Point annotation dataset records
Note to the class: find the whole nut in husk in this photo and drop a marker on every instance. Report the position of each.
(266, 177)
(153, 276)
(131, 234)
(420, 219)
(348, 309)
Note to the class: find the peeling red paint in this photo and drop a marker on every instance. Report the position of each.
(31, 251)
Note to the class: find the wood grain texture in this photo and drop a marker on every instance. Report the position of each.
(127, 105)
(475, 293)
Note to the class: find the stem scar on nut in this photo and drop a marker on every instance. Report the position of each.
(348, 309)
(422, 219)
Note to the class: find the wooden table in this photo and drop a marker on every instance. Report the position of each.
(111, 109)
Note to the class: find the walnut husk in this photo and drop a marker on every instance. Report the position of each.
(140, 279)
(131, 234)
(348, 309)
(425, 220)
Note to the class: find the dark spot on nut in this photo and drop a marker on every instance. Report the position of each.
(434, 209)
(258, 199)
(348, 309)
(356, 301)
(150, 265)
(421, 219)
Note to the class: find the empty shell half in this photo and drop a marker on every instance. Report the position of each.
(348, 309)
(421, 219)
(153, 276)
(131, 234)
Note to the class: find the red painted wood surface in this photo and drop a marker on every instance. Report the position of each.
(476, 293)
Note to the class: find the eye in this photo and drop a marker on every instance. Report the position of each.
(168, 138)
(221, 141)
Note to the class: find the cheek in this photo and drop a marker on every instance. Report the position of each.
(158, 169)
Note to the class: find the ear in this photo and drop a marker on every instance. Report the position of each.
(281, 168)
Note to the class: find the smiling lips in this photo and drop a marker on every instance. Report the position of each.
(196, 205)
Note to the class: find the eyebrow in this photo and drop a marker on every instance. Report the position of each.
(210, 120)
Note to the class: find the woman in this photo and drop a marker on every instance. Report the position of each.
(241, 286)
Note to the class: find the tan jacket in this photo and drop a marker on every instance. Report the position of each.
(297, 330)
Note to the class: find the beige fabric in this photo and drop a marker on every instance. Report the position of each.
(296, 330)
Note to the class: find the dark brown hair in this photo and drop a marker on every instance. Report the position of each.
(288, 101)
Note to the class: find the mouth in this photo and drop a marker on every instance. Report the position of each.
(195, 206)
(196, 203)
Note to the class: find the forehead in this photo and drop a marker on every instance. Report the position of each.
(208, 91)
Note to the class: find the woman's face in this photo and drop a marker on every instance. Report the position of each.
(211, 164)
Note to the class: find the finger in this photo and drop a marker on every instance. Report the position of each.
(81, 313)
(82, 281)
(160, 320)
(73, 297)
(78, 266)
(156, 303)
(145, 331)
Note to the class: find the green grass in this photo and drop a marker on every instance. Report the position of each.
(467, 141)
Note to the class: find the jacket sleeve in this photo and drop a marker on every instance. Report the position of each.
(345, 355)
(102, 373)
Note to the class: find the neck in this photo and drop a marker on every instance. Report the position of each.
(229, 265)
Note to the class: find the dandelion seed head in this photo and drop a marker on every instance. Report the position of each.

* Exercise description: Repeat every line of the records above exactly.

* Output of the task:
Note to the class: find the whole nut in husk in this photo and drop a marker on every instance. Report the position of each.
(266, 177)
(153, 276)
(131, 234)
(420, 219)
(348, 309)
Note to the class: find the peeling red paint in this photo and drop a marker on every instance. Report the position of each.
(31, 251)
Note to the class: find the wood grain texture in this photo and drop a marker on every instance. Report the position of each.
(127, 105)
(475, 293)
Note to the class: find the stem scar on nut in this photo and drop a marker on every instance. Report the position of each.
(348, 309)
(422, 219)
Note to the class: find the wooden table in this photo and drop a marker on every instance. Report the position of each.
(111, 109)
Note to the class: find the walnut husk in this photo and drop a marker on every instance. Report the position of each.
(140, 279)
(131, 234)
(348, 309)
(425, 220)
Note to the class: find the dark spot on nut in this photo and drop a marker on every instance. Report the position of each.
(434, 209)
(258, 199)
(348, 309)
(356, 301)
(150, 265)
(421, 219)
Note to the class: find the empty shell half in this photo and drop a marker on every instance. Report the position of each.
(348, 309)
(421, 219)
(153, 276)
(131, 234)
Note to the class: find the red painted wood surface in this photo and drop a marker on every instance. Report the position of each.
(476, 293)
Note to the class: find the eye in this photo and drop a marker on every instance. Report the position of each.
(168, 138)
(221, 141)
Note to the class: find the cheek in this photo and drop a marker on every instance. Report the position of each.
(158, 169)
Note to the class: find the ear in this photo and drop a marker on every instance. Report the position of each.
(281, 168)
Note to the class: find the smiling lips in this photo and drop a marker on every instance. Report the position of each.
(196, 205)
Note to the class: find the eyebrow in this photo and drop a marker on every instance. Report the position of each.
(210, 120)
Note to the class: find the woman in this photo and drop a marker on every instance. Report the position of each.
(241, 286)
Note to the class: find the tan jacket in this photo and drop a marker on every instance. Report the position of each.
(297, 330)
Note to the class: find the beige fabric in this photo and drop a marker on every instance. Report the position of each.
(296, 330)
Note to the class: find the dark brown hair in this photo and drop a marker on every instance. Report the position of each.
(288, 101)
Note to the class: find the mouth in this photo and drop a marker on every instance. Report the position of each.
(195, 206)
(196, 203)
Note to the class: find the forehead in this photo and drop a marker on every instance. Report the position of each.
(208, 91)
Note to the class: find the woman's face in this photo and drop a marker on every instance. Report the position of each.
(211, 164)
Note to the class: find the finger in this photo and drop a marker on every instance. Report the position of each.
(81, 313)
(82, 281)
(160, 320)
(73, 297)
(78, 266)
(156, 303)
(145, 331)
Note to the class: find the green grass in this photo and drop a marker on every instance. Report the position of each.
(467, 141)
Note to the class: find the jacket sleeve in this photo and drop a marker on every instance. Report the position of each.
(345, 355)
(102, 373)
Note to the class: find the neck in this photo and drop a marker on every instance. Report the position of each.
(229, 265)
Note to the class: find the dandelion seed head in this photo and drop a marker on every instance. Report the position of each.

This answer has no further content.